Instructions to follow: Convert the items from the beginning through the line containing "174L210 174L210 139L111", inclusive, into a two-column CSV with the headers input_text and expected_output. Each item becomes one row: its text and its answer each go in a single quoted field, with line breaks replaced by spaces and the pictures left out.

Data for the task:
◇ ◇ ◇ ◇

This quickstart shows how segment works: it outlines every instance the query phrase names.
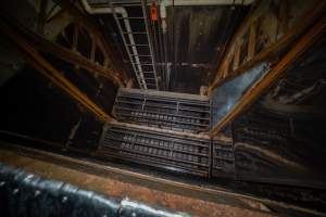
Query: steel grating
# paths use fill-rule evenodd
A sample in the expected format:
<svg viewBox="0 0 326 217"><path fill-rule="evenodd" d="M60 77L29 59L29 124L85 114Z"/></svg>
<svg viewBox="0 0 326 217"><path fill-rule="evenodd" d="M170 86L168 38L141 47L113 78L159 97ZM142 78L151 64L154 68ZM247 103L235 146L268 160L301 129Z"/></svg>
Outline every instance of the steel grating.
<svg viewBox="0 0 326 217"><path fill-rule="evenodd" d="M177 98L162 92L148 94L121 90L113 114L120 122L181 131L208 131L210 126L209 100Z"/></svg>
<svg viewBox="0 0 326 217"><path fill-rule="evenodd" d="M184 174L210 174L210 139L111 124L104 127L99 153Z"/></svg>

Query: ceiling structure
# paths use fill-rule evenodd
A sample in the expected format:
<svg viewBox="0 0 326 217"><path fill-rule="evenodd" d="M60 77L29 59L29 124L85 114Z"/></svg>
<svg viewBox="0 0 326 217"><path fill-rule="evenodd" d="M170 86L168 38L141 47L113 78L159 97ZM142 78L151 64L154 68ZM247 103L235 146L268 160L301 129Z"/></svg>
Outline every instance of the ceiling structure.
<svg viewBox="0 0 326 217"><path fill-rule="evenodd" d="M225 202L272 215L326 212L324 1L0 5L3 149L218 203L216 189L251 194L264 205Z"/></svg>

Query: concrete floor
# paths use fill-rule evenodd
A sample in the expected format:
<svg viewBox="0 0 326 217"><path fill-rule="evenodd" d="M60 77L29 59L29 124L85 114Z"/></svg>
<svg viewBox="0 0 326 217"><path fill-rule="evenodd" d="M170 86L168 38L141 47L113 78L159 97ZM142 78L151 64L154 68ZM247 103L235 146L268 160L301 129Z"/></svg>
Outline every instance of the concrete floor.
<svg viewBox="0 0 326 217"><path fill-rule="evenodd" d="M275 216L272 213L261 212L261 204L256 202L246 201L252 208L213 203L146 188L137 183L123 182L114 177L103 177L88 171L77 170L48 161L24 156L24 153L10 150L0 150L0 162L24 168L41 177L62 180L110 196L128 197L150 205L159 205L165 208L185 212L195 216Z"/></svg>

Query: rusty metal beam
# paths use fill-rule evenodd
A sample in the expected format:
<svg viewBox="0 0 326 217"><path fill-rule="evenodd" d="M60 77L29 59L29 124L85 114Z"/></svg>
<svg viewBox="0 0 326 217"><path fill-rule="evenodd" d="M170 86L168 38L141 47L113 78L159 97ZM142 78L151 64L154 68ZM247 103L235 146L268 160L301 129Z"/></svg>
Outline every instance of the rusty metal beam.
<svg viewBox="0 0 326 217"><path fill-rule="evenodd" d="M118 71L122 79L126 84L128 80L128 75L120 67L117 69L116 65L113 63L114 54L112 52L113 48L108 43L105 37L100 31L98 25L89 17L87 14L83 14L75 3L70 0L54 0L63 10L67 11L76 21L80 22L85 28L91 33L91 37L97 41L98 48L101 49L104 54L106 64L112 68L112 71ZM116 69L115 69L116 68Z"/></svg>
<svg viewBox="0 0 326 217"><path fill-rule="evenodd" d="M103 77L109 78L110 80L112 80L114 84L116 84L117 86L122 86L124 87L126 84L124 82L123 78L121 75L114 73L113 71L105 68L99 64L96 64L95 62L92 62L91 60L79 55L78 53L76 53L73 50L70 50L67 48L64 48L62 46L55 44L51 41L48 41L47 39L32 33L29 29L26 29L22 26L17 26L16 24L7 21L4 18L1 18L1 28L3 28L2 30L5 31L5 29L10 28L12 29L12 31L15 31L16 35L21 35L22 37L24 37L26 40L28 40L28 42L34 47L37 48L43 52L48 52L50 54L52 54L53 56L63 60L65 62L78 65L87 71L89 71L90 73L95 73L98 75L101 75ZM75 38L75 40L77 40ZM75 41L76 43L76 41Z"/></svg>
<svg viewBox="0 0 326 217"><path fill-rule="evenodd" d="M15 33L3 20L0 20L0 31L15 44L24 59L32 64L35 69L49 78L59 88L67 92L74 100L84 105L89 112L93 113L102 122L111 122L113 118L102 108L93 103L85 93L67 80L62 73L57 71L23 36Z"/></svg>
<svg viewBox="0 0 326 217"><path fill-rule="evenodd" d="M265 1L260 1L260 4L263 4ZM283 7L283 5L280 5ZM311 24L316 20L316 17L319 17L325 13L325 2L323 1L312 1L310 4L310 8L306 10L304 15L302 15L302 18L299 20L291 28L287 28L287 33L284 34L279 39L277 39L274 43L271 43L269 46L266 46L261 52L252 55L254 53L256 44L253 44L253 38L255 37L256 33L253 31L253 28L251 30L251 27L256 28L258 20L261 20L261 16L264 15L260 10L261 7L256 5L251 13L244 18L241 26L238 28L237 33L231 39L231 42L226 51L226 54L222 61L222 64L220 65L220 68L216 73L215 78L213 79L213 82L209 87L209 92L212 92L213 89L221 86L223 82L233 79L234 77L241 75L242 73L247 72L251 67L253 67L255 64L267 60L272 58L273 55L277 55L279 51L285 49L287 46L289 46L291 42L294 41L294 39L304 33ZM281 23L285 23L287 21L281 21ZM251 31L251 33L250 33ZM231 72L228 72L226 75L223 71L223 65L225 62L229 61L234 58L235 51L237 50L238 41L240 41L246 33L249 33L250 37L250 44L247 51L248 53L248 61L244 61L243 64L239 65L237 68L235 68Z"/></svg>
<svg viewBox="0 0 326 217"><path fill-rule="evenodd" d="M326 16L318 20L313 27L306 31L292 49L272 68L272 71L254 87L249 89L233 111L224 117L211 131L211 137L216 136L229 122L248 107L264 90L271 87L276 80L285 75L287 67L292 64L298 56L306 51L325 31Z"/></svg>

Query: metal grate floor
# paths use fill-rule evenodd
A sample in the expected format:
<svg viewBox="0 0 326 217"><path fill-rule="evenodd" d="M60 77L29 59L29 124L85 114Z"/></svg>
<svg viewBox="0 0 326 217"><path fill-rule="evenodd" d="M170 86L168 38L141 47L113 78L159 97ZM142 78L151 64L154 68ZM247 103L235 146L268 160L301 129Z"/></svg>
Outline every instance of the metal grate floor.
<svg viewBox="0 0 326 217"><path fill-rule="evenodd" d="M210 140L106 125L99 152L124 161L206 177Z"/></svg>

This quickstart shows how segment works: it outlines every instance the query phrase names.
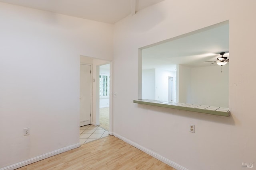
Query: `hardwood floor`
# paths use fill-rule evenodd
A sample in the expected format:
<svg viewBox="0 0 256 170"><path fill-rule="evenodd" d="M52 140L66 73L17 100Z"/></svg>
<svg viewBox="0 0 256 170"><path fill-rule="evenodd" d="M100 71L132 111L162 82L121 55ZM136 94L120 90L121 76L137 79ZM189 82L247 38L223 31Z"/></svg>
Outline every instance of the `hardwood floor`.
<svg viewBox="0 0 256 170"><path fill-rule="evenodd" d="M170 170L175 169L112 136L18 170Z"/></svg>
<svg viewBox="0 0 256 170"><path fill-rule="evenodd" d="M100 108L100 127L109 131L109 107Z"/></svg>

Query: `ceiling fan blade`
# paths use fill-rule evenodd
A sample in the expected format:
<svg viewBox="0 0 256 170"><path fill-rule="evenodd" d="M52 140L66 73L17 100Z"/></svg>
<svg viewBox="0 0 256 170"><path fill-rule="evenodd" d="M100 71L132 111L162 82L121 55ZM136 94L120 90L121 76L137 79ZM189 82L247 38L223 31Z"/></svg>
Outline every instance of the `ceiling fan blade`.
<svg viewBox="0 0 256 170"><path fill-rule="evenodd" d="M202 61L202 63L204 63L204 62L216 62L217 61Z"/></svg>

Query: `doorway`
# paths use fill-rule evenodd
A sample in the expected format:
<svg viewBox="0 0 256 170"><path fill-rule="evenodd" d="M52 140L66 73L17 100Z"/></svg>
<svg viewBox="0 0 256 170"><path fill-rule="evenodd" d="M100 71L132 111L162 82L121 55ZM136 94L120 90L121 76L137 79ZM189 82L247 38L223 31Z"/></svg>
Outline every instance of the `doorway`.
<svg viewBox="0 0 256 170"><path fill-rule="evenodd" d="M176 77L168 77L168 102L176 103Z"/></svg>
<svg viewBox="0 0 256 170"><path fill-rule="evenodd" d="M100 66L100 126L107 131L109 130L110 73L110 64Z"/></svg>
<svg viewBox="0 0 256 170"><path fill-rule="evenodd" d="M80 64L80 126L91 124L92 115L91 66Z"/></svg>

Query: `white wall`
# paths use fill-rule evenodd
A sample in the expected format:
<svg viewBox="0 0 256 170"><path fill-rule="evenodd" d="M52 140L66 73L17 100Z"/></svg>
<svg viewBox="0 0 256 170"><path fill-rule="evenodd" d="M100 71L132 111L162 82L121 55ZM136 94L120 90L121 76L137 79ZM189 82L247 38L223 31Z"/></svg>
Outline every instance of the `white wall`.
<svg viewBox="0 0 256 170"><path fill-rule="evenodd" d="M155 100L155 69L154 68L142 70L142 98Z"/></svg>
<svg viewBox="0 0 256 170"><path fill-rule="evenodd" d="M80 56L111 60L113 26L2 3L0 16L1 168L79 146Z"/></svg>
<svg viewBox="0 0 256 170"><path fill-rule="evenodd" d="M177 66L178 91L179 102L192 103L191 92L191 68L179 64Z"/></svg>
<svg viewBox="0 0 256 170"><path fill-rule="evenodd" d="M176 74L166 70L156 69L156 100L168 101L169 99L169 77L176 77Z"/></svg>
<svg viewBox="0 0 256 170"><path fill-rule="evenodd" d="M242 162L255 162L256 6L254 0L166 0L115 24L114 134L190 170L243 170ZM227 20L230 117L133 103L138 48ZM241 62L241 56L250 62ZM195 133L189 132L190 124Z"/></svg>
<svg viewBox="0 0 256 170"><path fill-rule="evenodd" d="M228 107L228 64L191 68L191 103Z"/></svg>

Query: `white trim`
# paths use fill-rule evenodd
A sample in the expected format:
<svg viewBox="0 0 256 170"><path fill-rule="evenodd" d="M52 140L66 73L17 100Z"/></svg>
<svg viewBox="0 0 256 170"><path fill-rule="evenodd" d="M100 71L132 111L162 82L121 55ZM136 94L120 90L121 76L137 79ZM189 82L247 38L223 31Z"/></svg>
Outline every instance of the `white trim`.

◇ ◇ ◇ ◇

Full response:
input_text,expected_output
"This quickstart shows how segment works: it outlines every instance the query phrase names. Query: steel grating # paths use fill-rule evenodd A sample in the expected format: <svg viewBox=""0 0 326 217""><path fill-rule=""evenodd"" d=""M60 77L29 59L29 124L85 114Z""/></svg> <svg viewBox=""0 0 326 217""><path fill-rule=""evenodd"" d=""M170 86L168 38L141 47L113 78L159 97ZM142 78L151 64L154 68ZM247 103L235 146L268 160L301 129Z""/></svg> Outline every instance of the steel grating.","<svg viewBox=""0 0 326 217""><path fill-rule=""evenodd"" d=""M177 98L162 92L148 94L121 90L113 114L120 122L181 131L208 131L210 126L209 100Z""/></svg> <svg viewBox=""0 0 326 217""><path fill-rule=""evenodd"" d=""M184 174L210 174L210 139L111 124L104 127L99 153Z""/></svg>"